Task instructions ->
In the entries below, every line that contains "ledge" must be located and copied.

The records ->
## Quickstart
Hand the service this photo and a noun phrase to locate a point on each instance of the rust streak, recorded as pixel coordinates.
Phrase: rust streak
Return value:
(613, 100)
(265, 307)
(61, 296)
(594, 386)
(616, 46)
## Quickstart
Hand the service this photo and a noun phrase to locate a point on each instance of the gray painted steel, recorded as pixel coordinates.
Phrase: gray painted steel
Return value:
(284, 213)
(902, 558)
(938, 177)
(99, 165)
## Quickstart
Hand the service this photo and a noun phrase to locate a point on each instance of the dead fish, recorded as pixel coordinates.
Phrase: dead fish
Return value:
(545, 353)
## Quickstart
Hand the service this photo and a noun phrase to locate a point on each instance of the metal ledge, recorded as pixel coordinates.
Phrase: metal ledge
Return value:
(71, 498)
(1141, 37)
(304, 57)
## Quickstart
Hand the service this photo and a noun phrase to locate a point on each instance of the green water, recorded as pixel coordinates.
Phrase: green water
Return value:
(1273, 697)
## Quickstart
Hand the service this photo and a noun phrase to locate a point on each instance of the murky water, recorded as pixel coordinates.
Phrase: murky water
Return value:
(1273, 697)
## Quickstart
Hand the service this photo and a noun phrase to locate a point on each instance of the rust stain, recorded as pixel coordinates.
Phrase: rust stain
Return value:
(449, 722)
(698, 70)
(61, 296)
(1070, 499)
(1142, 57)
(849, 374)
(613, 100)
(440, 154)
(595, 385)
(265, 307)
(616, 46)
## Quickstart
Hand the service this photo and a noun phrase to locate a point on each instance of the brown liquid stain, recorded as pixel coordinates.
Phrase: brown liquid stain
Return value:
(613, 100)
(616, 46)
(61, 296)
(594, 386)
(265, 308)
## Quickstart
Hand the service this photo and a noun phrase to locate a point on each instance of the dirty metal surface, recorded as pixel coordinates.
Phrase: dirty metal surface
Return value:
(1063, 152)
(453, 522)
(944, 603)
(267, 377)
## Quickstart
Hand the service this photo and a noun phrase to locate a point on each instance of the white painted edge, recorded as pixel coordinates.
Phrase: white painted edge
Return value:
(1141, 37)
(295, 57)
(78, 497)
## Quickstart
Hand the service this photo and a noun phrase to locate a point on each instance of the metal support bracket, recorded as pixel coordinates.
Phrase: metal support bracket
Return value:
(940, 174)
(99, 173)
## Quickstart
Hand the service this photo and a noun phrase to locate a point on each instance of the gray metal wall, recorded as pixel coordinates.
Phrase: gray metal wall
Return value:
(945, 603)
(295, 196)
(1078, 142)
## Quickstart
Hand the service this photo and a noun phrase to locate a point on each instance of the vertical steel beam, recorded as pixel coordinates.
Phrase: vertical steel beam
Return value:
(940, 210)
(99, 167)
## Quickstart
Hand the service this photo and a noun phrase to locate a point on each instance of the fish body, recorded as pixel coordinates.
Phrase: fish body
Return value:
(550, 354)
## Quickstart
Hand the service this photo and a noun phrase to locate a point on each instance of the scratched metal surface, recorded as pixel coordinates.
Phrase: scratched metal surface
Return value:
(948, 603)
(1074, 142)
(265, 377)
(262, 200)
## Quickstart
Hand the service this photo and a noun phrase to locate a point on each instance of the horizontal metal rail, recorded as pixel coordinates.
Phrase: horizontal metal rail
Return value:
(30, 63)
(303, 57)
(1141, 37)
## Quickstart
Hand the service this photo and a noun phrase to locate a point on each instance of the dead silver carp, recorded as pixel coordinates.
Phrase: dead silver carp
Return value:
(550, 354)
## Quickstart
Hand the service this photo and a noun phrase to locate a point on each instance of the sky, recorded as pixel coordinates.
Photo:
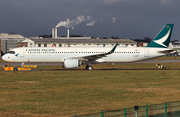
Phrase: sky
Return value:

Task answer ->
Hand the service this photo and a noun phrase to locate a point on each instance of the metal ledge, recorded as pixel coordinates.
Phrase: metal ledge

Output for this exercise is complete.